## FRAGMENTO SELECCIONADO
Pero a Roma, como a Grecia, le faltó el sentido de orientación a lo eterno, redujo al hombre a la estrechez de una mirada en la que no aparece más que espacio y tiempo, carne y placer sensual. El sentido de divinal progenie y sobrenatural destino, la vida y conciencia del espíritu no podía dárselo a nuestra civilización nadie más que Jesucristo.
Si, como ha dicho Sanderson, toda la historia antigua conduce a Roma a través de Grecia, toda la moderna, podemos decir nosotros, lleva a Cristo a través de Roma.
De las flores que brotaron del genio griego, de los productos de su saber y su arte, Roma entretejió una corona y fabricó una veste con que se coronó a sí y revistió a todo el cuerpo del Imperio. Grecia es la patria de los intelectuales y de los artistas; Roma, la de los hombres; el Cristianismo, la de los Santos.

## PROBLEMA PLANTEADO A
Resume en dos oraciones el fragmento sobre Roma, Grecia y el cristianismo.

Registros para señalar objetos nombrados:
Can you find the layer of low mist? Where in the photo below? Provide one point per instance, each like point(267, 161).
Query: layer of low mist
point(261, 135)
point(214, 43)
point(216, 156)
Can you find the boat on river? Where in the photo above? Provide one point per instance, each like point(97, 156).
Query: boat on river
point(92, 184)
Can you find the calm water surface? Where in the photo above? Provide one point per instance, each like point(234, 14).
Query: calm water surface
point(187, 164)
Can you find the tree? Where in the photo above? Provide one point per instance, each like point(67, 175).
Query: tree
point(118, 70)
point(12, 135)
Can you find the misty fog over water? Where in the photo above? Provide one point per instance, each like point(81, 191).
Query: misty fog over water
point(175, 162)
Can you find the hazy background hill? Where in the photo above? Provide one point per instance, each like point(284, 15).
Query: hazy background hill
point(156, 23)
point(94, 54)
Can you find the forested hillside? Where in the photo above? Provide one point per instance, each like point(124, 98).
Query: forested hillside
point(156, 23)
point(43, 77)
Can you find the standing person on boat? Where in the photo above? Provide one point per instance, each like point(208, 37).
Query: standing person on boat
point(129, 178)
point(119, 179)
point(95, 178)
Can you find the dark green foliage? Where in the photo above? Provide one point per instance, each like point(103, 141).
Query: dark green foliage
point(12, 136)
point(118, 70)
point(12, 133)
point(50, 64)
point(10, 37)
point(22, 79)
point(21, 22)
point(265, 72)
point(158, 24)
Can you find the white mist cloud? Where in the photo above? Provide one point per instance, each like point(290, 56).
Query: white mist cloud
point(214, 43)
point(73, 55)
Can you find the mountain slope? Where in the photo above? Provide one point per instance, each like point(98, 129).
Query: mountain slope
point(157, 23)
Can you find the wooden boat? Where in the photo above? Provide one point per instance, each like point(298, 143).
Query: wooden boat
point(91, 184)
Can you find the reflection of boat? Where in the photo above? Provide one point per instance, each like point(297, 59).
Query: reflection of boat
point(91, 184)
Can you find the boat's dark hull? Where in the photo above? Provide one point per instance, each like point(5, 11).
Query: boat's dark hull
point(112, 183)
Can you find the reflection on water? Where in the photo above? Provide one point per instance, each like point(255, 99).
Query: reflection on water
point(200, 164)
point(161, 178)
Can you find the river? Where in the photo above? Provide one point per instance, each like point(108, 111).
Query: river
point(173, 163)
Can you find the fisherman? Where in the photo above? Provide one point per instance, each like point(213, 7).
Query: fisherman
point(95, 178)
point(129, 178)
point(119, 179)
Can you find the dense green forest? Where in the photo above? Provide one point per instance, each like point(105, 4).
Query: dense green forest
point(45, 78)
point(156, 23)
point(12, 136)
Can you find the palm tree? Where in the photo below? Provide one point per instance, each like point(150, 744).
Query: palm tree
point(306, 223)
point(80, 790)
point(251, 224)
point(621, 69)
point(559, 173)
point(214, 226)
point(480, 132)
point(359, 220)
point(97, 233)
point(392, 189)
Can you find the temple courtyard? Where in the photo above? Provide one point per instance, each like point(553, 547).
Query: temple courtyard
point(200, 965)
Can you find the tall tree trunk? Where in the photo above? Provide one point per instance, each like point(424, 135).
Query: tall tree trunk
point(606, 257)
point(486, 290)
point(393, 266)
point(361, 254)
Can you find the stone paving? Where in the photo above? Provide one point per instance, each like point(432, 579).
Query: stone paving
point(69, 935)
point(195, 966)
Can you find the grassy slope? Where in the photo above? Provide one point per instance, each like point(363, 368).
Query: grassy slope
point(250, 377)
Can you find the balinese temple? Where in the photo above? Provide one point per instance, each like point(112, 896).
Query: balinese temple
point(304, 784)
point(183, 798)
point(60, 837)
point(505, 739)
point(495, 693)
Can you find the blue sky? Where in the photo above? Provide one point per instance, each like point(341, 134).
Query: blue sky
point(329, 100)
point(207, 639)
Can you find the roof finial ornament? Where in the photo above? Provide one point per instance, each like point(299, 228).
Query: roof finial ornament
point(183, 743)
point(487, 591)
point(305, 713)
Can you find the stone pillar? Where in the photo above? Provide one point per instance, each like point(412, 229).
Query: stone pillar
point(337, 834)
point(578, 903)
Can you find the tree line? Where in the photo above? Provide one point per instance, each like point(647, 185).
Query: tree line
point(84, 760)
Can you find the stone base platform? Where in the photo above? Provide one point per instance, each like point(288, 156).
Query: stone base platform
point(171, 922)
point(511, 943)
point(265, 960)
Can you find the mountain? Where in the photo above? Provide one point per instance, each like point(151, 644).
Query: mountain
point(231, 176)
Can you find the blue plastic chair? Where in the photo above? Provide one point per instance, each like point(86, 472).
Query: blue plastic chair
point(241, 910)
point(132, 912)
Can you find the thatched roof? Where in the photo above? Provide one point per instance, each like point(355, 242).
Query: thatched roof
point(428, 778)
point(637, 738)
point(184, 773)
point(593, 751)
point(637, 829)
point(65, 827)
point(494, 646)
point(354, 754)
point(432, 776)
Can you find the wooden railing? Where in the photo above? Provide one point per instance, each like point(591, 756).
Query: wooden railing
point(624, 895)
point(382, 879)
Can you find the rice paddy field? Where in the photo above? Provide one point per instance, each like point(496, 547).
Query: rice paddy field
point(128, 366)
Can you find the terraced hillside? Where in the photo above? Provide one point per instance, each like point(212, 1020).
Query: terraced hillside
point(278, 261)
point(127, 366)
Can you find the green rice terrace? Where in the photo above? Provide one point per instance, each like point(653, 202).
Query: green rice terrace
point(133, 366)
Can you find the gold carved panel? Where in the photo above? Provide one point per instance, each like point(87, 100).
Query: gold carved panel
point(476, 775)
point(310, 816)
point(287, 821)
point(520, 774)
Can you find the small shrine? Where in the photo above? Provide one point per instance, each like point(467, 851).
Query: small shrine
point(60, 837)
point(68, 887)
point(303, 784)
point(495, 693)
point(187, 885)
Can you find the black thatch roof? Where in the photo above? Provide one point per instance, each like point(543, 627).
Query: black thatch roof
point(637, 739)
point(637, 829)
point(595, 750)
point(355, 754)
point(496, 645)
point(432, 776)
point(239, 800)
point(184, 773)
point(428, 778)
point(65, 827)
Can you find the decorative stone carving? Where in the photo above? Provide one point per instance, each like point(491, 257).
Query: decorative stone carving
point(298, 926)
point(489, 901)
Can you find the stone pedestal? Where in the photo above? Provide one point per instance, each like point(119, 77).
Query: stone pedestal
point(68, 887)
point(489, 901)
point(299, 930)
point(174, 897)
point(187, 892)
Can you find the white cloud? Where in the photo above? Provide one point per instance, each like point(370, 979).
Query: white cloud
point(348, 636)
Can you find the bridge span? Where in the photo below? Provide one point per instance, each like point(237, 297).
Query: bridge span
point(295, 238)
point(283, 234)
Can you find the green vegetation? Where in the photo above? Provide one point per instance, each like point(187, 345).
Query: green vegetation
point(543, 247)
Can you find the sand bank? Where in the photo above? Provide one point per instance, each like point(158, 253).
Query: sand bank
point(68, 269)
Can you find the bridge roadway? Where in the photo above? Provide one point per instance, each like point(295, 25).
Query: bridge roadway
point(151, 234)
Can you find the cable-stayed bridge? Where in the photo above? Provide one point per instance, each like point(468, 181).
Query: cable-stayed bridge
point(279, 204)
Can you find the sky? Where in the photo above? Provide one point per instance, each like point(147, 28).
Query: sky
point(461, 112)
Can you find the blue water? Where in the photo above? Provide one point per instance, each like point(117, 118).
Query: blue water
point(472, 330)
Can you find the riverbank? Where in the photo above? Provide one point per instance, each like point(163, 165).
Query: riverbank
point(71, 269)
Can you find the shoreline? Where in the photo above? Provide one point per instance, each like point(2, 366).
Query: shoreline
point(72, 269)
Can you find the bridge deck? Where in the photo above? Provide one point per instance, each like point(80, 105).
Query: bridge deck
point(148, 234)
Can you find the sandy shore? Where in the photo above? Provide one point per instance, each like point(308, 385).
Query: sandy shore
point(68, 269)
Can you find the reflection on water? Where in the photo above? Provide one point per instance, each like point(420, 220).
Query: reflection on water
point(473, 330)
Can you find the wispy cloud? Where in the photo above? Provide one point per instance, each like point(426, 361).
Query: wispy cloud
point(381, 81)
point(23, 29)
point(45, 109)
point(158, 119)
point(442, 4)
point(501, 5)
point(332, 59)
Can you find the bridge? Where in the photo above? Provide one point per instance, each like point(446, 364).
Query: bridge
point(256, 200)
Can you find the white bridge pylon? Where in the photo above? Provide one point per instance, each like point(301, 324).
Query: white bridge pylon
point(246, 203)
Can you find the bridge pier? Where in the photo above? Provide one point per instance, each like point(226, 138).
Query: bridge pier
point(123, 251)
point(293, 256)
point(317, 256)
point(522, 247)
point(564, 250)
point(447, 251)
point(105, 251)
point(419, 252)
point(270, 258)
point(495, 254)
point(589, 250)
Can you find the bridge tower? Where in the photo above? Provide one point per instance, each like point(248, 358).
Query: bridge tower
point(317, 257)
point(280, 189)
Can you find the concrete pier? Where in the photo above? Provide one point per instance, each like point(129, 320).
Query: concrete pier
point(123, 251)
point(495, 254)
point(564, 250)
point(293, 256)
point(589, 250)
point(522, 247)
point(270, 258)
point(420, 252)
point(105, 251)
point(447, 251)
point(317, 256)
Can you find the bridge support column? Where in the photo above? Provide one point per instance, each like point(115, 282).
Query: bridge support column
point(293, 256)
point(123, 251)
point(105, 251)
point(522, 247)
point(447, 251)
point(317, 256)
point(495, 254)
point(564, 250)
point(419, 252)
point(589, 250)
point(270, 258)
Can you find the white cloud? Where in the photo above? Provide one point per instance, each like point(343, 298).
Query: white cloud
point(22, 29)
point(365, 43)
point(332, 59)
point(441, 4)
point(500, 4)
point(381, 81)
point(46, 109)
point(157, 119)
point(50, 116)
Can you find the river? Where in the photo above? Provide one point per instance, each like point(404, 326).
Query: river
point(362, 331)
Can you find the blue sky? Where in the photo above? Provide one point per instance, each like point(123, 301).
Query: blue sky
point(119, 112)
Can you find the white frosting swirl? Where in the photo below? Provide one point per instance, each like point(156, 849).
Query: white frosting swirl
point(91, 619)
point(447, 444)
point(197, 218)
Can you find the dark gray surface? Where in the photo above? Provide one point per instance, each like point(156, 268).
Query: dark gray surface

## PROBLEMA PLANTEADO B
Muestra cada línea de las entradas en la que aparezca la palabra "riverbank".

## SOLUCIÓN ESCRITA A
A Roma, como a Grecia, le faltó el sentido de orientación a lo eterno, y solo Jesucristo podía dar a nuestra civilización la vida y conciencia del espíritu. Así como la historia antigua conduce a Roma a través de Grecia, la moderna lleva a Cristo a través de Roma; Grecia es la patria de los intelectuales y los artistas, Roma la de los hombres y el cristianismo la de los santos.

## SOLUCIÓN ESCRITA B
Can you find the riverbank? Where in the photo above? Provide one point per instance, each like point(163, 165).
Query: riverbank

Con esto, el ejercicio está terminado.